● REQUIRED WORK:
**a)** List every author the kidney transplant passage names as reporting a case or results.
**b)** Duplicate everything in the kidney transplant passage from "Heterotopic renal transplantation" down to "vessels for anastomosis.".

● SOURCE DOCUMENT:

%%

Heterotopic renal transplantation is indicated in special cases such as this one, where vascular depletion and iliac vessel stenosis demanded us an individualized surgical approach to identify the best available vessels for anastomosis.

Splenic vessel anastomosis has been previously described in similar cases. Marinov et al. published a case of a patient with infrarenal inferior vena cava thrombosis and ABO-incompatible kidney transplantation [7]. Their approach involved splenectomy with end-to-end anastomosis of the renal graft vessels to the splenic vessels. The left native ureter was then divided distal to the pelvis and anastomosed terminally to the transplant ureter [7]. In this case, the choice to use the splenic vessels seemed the most logical due to the need for splenectomy in the presence of an ABO-incompatible donor and the lack of access to adequate systemic or mesenteric venous drainage due to thrombosis and previous surgery, in contrast to our patient, who had high donor compatibility (one haplotype, same ABO group, and a negative crossmatch), their case involved significant incompatibility, which influenced the decision to use splenic vessels.

The survival rate following orthotopic transplantation has been reported at 92%, with functional graft survival of 88% [8]. These outcomes are remarkable, given the complex nature of patients considered for this procedure.

Like any surgical intervention, orthotopic transplantation carries risk. Vascular and urinary complications occur in approximately 19% of cases, with arterial stenosis and vascular thrombosis being the most common, occurring in 10% and 6% of cases, respectively [8].

Urological complications are less common, due to new techniques and the use of double-J catheters, but urinary fistulas and obstruction still persist as the main complications [9].

Artiles Medina et al. reported higher complication rates, with early post-operative complications in 66% of cases, a one-year survival rate of 87%, and a graft loss rate of 42% at six years [10]. Fortunately, our patient did not experience any surgical complications during the observation period. The intracaval catheter was safely removed five days after the transplant.

Benefits of orthotopic technique have also been reported, including a lower incidence of vesicoureteral lux and a reduction in the risk of erectile dysfunction, as it avoids the hypogastric arteries [5].

Another case reported from Mexico by Parmentier et al. described a patient with exhaustion of angioaccess (recurrent infections, femoral thrombosis, and superior vena cava stenosis) who underwent an orthotopic transplant with placement of the graft in the left native kidney site, performing anastomosis of the renal artery to the aorta, renal vein of the graft to the native renal vein, and ureter to native ureter with double-J catheter, with no significant alteration in renal function and with a normal protocol biopsy at the third month [11].

%%

● MATERIAL SUPPLIED:

%%

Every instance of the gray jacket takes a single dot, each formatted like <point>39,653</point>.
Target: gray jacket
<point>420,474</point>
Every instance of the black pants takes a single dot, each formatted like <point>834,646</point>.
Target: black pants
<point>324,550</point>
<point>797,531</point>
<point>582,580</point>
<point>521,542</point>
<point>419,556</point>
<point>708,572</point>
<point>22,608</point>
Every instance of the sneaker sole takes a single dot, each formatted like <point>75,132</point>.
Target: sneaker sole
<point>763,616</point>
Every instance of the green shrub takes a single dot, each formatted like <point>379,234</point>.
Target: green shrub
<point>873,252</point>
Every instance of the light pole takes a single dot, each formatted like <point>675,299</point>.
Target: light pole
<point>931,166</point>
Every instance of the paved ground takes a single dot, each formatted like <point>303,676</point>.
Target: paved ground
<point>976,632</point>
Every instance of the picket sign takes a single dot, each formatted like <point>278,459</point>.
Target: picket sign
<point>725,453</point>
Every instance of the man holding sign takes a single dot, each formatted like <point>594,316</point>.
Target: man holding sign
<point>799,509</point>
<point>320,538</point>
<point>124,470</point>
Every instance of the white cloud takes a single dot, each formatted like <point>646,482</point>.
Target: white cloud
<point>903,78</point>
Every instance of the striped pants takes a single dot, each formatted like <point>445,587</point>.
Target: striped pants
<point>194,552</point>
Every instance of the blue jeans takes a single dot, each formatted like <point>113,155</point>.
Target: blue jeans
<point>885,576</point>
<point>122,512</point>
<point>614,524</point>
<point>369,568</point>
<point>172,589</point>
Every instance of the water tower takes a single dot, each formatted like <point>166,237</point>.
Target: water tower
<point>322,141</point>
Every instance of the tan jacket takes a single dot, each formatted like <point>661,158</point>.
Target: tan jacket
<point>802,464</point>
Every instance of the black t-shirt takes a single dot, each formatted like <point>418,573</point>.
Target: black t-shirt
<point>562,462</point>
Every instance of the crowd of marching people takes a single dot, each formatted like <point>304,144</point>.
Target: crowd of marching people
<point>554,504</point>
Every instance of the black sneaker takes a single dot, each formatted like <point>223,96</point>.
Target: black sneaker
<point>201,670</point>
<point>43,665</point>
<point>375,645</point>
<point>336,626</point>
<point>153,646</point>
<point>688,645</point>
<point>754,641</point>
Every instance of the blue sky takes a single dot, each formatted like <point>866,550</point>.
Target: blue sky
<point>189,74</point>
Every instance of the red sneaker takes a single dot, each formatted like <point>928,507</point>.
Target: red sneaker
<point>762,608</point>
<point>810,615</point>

%%

● TASK-BY-TASK SOLUTIONS:
**a)**
Marinov et al.
Artiles Medina et al.
Parmentier et al.

**b)**
Heterotopic renal transplantation is indicated in special cases such as this one, where vascular depletion and iliac vessel stenosis demanded us an individualized surgical approach to identify the best available vessels for anastomosis.